USING THE INFORMATION:
A. According to the refugee event announcement, how many works of art does the event feature?
B. Please carry on writing the refugee event announcement, picking up after its final sentence.

Refugee Crisis: How is the World Responding?
Learn about humanitarian and resettlement efforts for refugees in the U.S. and abroad on Friday, Dec. 9, from 9 to 11 a.m., at Antioch University Santa Barbara, 602 Anacapa Street, Community Hall.
Syrian refugees are getting most of the publicity, but they are only the tip of the iceberg when it comes to displaced persons. Thanks to local wars, famines, floods, and political upheavals, some 65 million people have had to flee their homes in recent decades. It’s the largest migration in human history.
Co-sponsored by AUSB and the Anti-Defamation League, the event features 28 works of art on the crisis. These 28 pieces are a collection of designs showing how diverse and universal the refugee experience truly is.

Natural-language object grounding records:
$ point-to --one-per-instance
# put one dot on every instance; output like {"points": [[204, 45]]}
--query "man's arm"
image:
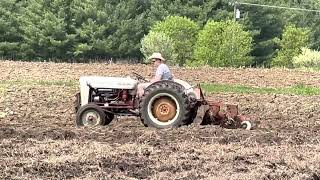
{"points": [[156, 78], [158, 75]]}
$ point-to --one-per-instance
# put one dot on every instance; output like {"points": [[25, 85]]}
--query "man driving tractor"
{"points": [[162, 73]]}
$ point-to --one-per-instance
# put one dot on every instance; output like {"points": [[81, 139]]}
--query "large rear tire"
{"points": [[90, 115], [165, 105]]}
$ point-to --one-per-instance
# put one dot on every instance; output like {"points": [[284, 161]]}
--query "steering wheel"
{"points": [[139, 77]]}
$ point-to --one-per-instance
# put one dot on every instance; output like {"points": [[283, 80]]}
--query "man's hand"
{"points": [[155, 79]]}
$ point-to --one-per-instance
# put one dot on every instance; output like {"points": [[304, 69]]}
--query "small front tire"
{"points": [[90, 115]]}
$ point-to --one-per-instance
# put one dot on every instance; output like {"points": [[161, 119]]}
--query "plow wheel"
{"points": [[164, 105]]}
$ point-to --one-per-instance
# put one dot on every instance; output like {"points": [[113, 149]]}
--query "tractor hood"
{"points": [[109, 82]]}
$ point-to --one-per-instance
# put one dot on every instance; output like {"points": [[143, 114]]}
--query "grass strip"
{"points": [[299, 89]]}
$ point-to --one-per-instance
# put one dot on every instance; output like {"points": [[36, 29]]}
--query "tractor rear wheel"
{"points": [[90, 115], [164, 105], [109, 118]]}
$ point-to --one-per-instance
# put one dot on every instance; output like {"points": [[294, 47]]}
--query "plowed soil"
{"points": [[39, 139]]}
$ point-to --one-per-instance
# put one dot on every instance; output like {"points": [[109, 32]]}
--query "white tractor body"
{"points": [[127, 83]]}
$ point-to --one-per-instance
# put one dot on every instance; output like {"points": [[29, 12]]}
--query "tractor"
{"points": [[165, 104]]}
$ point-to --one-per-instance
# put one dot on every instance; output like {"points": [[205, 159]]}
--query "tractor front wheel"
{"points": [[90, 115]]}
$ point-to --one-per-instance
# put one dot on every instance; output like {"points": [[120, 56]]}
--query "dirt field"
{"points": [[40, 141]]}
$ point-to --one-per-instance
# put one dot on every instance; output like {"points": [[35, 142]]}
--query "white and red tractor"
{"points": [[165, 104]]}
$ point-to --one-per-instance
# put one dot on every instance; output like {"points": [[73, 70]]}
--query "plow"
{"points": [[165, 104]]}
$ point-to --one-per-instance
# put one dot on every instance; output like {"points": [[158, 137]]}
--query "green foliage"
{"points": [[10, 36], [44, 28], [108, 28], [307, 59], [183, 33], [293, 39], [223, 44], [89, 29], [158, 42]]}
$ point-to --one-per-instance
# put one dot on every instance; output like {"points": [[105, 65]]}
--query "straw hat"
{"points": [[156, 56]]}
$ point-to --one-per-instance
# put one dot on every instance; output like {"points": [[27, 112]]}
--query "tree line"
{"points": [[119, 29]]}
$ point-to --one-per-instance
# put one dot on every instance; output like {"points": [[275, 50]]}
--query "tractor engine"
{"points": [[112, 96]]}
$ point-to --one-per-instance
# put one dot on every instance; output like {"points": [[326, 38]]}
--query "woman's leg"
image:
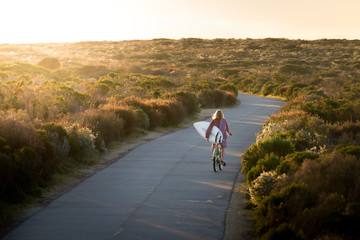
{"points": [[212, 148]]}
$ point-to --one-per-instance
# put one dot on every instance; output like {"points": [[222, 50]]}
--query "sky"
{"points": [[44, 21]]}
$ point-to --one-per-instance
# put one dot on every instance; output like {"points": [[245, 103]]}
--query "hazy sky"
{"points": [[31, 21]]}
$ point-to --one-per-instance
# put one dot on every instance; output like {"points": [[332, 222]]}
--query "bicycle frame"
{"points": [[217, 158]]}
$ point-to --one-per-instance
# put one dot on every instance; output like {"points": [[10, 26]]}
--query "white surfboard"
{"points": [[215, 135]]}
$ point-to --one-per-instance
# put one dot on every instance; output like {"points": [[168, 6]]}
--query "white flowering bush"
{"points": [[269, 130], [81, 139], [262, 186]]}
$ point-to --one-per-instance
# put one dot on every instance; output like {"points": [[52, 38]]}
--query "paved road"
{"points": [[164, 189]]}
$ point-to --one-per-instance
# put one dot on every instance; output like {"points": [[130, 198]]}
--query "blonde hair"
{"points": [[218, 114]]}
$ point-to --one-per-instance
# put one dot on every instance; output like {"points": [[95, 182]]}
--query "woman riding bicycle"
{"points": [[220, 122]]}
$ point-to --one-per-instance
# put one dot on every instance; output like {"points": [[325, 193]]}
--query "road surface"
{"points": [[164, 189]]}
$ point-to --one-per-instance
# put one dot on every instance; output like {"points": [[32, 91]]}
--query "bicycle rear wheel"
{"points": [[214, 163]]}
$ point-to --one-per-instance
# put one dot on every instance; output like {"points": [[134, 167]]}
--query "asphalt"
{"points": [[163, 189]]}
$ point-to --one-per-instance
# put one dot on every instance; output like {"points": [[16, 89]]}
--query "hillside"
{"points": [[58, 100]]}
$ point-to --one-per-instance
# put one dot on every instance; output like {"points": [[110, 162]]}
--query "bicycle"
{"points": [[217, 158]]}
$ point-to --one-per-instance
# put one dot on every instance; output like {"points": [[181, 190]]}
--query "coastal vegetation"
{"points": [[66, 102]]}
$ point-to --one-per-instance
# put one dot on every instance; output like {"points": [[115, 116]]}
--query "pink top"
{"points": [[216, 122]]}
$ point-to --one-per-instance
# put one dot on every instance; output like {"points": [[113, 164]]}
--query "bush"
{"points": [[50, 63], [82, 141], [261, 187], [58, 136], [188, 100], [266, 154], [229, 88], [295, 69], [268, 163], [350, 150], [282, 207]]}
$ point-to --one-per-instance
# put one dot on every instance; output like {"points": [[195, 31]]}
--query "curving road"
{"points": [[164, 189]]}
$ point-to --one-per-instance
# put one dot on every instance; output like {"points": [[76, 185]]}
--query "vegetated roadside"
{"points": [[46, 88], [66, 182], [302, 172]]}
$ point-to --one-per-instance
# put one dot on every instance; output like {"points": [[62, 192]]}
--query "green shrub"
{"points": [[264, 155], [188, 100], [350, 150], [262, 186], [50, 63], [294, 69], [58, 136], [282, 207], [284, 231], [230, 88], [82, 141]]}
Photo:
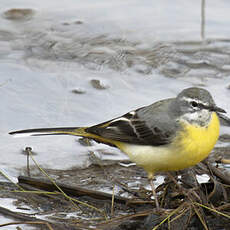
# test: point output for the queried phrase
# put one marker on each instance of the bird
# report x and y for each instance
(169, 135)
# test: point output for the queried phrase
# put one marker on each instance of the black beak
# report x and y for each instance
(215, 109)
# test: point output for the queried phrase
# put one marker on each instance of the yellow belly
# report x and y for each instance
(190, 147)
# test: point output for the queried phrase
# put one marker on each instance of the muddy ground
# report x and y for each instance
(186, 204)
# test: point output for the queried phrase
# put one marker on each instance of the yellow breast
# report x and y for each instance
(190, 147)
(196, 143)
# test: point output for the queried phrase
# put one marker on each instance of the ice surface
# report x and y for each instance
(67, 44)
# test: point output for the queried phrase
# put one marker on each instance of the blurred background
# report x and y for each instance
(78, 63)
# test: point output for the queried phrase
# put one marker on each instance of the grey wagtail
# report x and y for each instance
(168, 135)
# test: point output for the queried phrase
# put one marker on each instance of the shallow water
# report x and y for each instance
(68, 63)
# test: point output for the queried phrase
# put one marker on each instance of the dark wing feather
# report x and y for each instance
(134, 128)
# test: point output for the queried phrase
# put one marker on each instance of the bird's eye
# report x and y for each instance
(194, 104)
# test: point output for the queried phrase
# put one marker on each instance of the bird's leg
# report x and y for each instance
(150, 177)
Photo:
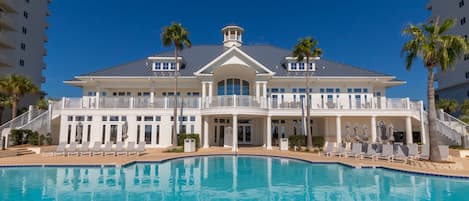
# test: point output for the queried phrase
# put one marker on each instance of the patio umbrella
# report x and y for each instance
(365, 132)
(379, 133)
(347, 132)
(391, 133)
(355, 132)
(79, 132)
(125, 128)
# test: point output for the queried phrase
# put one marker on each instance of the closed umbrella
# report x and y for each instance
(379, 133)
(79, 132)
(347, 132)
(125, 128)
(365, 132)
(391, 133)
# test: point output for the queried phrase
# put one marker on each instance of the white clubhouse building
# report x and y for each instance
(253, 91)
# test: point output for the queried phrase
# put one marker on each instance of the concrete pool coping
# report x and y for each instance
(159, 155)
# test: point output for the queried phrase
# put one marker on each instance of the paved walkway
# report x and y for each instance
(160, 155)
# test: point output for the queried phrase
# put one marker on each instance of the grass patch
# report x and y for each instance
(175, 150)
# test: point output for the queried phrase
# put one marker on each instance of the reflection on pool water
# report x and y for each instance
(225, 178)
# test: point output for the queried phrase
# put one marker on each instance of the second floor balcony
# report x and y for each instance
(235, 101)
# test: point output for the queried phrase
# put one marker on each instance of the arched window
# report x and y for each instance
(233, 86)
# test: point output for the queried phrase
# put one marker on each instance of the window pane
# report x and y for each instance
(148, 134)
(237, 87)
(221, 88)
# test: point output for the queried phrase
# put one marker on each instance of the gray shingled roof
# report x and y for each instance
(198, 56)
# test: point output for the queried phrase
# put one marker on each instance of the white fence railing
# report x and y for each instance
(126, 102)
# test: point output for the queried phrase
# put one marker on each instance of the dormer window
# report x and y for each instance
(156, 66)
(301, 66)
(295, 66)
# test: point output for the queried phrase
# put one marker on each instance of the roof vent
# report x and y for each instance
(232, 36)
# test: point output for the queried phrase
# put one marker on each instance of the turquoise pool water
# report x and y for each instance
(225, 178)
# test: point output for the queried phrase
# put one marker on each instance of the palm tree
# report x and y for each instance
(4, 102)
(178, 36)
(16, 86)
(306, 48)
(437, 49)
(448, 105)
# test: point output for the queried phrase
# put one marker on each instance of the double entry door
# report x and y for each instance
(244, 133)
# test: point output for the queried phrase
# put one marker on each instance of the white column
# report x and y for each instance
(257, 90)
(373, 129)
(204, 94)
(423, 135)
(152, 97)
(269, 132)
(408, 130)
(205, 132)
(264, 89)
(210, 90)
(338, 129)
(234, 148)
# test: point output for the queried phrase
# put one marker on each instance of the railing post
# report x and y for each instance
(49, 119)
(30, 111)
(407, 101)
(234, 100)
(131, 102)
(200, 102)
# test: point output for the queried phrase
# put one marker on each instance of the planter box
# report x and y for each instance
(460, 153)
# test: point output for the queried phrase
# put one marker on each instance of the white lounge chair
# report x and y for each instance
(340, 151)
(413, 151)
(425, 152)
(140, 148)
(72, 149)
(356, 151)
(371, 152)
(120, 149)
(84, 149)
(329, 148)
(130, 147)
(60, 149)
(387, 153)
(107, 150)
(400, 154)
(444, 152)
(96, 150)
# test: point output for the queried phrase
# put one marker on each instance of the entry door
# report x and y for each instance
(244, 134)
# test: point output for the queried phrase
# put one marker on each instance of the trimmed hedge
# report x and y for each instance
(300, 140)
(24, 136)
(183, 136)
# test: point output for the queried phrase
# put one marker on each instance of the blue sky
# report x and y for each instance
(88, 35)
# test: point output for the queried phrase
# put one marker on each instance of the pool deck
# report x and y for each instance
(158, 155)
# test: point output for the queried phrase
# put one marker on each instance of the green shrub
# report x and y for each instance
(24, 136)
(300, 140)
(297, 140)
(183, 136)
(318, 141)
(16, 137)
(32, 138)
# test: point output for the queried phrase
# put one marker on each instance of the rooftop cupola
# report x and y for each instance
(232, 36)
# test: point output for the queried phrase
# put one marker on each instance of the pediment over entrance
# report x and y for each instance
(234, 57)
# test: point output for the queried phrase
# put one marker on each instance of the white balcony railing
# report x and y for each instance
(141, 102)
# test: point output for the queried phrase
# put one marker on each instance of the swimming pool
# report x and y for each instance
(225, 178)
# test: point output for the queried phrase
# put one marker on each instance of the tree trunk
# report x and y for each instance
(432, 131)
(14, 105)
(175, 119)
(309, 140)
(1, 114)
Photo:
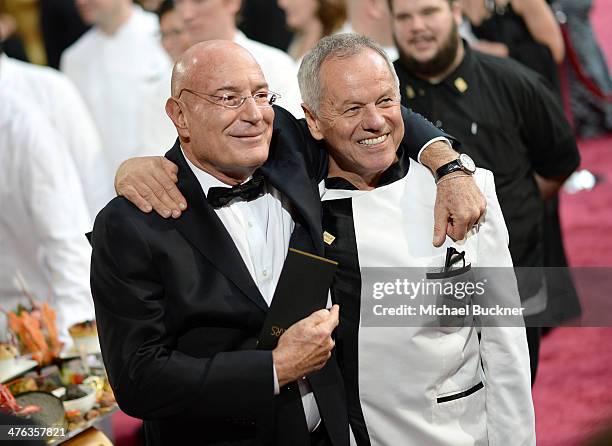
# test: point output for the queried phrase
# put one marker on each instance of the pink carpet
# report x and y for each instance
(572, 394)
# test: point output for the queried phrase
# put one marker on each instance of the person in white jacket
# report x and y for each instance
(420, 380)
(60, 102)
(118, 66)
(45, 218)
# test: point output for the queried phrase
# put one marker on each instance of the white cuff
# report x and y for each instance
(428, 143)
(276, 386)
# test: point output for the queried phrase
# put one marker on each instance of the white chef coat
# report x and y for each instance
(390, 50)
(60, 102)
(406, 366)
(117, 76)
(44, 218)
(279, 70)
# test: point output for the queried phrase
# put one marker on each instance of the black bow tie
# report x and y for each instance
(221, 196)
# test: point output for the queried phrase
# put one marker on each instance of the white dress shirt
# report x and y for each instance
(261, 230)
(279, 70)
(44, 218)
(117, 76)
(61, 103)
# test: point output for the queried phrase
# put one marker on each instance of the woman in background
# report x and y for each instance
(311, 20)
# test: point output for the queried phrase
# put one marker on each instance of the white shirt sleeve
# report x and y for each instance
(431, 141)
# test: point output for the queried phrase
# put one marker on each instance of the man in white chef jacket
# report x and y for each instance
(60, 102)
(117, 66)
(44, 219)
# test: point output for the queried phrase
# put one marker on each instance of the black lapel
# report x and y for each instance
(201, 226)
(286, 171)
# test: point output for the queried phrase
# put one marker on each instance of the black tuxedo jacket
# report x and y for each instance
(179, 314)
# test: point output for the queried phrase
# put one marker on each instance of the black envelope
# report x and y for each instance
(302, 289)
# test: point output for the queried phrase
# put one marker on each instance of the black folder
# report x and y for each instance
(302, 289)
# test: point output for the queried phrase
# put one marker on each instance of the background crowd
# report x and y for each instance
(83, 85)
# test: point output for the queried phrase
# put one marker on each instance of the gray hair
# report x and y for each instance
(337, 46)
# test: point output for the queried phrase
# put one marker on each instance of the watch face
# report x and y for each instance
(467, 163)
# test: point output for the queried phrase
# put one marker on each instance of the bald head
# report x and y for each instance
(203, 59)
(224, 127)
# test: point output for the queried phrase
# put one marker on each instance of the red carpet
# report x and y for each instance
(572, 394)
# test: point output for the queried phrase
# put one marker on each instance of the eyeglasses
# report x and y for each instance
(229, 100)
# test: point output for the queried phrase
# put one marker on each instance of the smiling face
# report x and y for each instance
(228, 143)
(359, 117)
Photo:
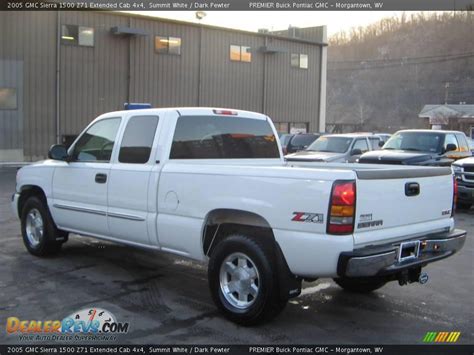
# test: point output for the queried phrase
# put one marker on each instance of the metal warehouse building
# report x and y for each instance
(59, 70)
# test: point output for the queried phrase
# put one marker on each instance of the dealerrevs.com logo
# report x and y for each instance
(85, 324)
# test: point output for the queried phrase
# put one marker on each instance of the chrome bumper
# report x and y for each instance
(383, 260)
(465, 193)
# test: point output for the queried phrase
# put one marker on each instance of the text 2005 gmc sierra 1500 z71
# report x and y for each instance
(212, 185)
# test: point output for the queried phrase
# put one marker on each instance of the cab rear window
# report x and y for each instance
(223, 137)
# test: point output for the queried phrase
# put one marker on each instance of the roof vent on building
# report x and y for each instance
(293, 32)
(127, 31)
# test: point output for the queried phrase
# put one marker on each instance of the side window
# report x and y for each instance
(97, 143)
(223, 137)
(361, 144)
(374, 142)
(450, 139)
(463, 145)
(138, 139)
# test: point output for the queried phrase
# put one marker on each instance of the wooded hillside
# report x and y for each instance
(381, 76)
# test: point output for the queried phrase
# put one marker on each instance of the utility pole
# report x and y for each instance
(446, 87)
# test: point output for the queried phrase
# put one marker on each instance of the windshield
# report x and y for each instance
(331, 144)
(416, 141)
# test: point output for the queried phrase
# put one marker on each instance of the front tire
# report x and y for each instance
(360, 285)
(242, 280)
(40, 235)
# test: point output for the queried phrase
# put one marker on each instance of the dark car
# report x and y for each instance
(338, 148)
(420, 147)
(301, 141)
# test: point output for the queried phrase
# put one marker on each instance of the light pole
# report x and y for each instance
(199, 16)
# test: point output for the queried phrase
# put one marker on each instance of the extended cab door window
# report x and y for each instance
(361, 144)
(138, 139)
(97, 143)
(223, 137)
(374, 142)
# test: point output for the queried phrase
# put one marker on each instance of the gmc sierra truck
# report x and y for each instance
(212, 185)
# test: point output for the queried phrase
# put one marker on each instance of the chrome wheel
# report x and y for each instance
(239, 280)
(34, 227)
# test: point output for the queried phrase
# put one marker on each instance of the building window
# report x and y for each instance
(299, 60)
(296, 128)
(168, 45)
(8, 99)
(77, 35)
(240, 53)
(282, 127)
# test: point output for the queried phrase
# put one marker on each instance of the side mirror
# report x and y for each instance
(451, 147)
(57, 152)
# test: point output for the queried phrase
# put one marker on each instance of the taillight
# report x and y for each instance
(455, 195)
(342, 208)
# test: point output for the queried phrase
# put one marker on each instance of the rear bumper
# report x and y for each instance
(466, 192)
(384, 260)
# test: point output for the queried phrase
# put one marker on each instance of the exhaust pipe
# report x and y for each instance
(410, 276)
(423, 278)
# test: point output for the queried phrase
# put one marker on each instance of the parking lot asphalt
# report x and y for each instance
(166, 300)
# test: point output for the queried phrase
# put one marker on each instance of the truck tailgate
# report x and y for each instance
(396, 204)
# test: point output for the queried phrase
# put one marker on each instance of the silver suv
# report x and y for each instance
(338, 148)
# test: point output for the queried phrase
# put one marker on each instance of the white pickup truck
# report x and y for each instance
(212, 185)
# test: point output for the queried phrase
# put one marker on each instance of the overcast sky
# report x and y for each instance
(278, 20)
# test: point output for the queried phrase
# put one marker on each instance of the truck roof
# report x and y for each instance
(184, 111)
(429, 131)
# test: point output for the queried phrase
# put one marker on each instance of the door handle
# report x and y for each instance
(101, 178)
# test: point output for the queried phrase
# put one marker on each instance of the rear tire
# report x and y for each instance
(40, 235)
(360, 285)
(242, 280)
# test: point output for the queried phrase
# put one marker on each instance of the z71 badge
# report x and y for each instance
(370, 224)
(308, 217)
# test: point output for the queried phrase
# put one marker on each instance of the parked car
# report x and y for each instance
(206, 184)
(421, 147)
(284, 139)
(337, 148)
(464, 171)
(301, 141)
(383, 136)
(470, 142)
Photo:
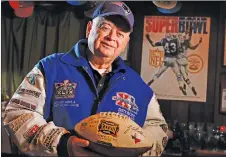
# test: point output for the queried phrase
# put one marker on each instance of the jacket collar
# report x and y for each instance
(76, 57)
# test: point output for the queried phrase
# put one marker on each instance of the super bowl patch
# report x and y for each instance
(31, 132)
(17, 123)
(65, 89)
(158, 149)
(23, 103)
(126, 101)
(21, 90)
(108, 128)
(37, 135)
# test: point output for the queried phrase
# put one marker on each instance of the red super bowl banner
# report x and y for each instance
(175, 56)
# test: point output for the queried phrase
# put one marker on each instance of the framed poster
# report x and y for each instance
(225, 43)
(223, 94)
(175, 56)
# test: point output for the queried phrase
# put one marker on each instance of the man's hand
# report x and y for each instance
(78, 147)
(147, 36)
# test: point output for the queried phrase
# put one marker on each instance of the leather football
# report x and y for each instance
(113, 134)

RESPONSES IN ORDER:
A. 28 works of art on the crisis.

B.
Confirmed speakers include Noel Bezette-Flores, a leader in United Nations resettlement efforts in Houston, Texas; Joseph T. Harrison, Program Manager, Asia/Middle East for Direct Relief; Victoria Riskin, a member of Human Rights Watch’s national board; Cyndi Silverman, executive director of the Anti-Defamation League; and Marina Andina, who spent the last ten years in Africa on relief missions.
“Refugee resettlement is one of the most pressing matters facing the world today, influencing everything from Brexit to our recent presidential election,” said Barbara Greenleaf, Antioch’s Associate Vice Chancellor of External Affairs. “Unfortunately, most of us know little beyond the headlines. This discussion will give us real context.”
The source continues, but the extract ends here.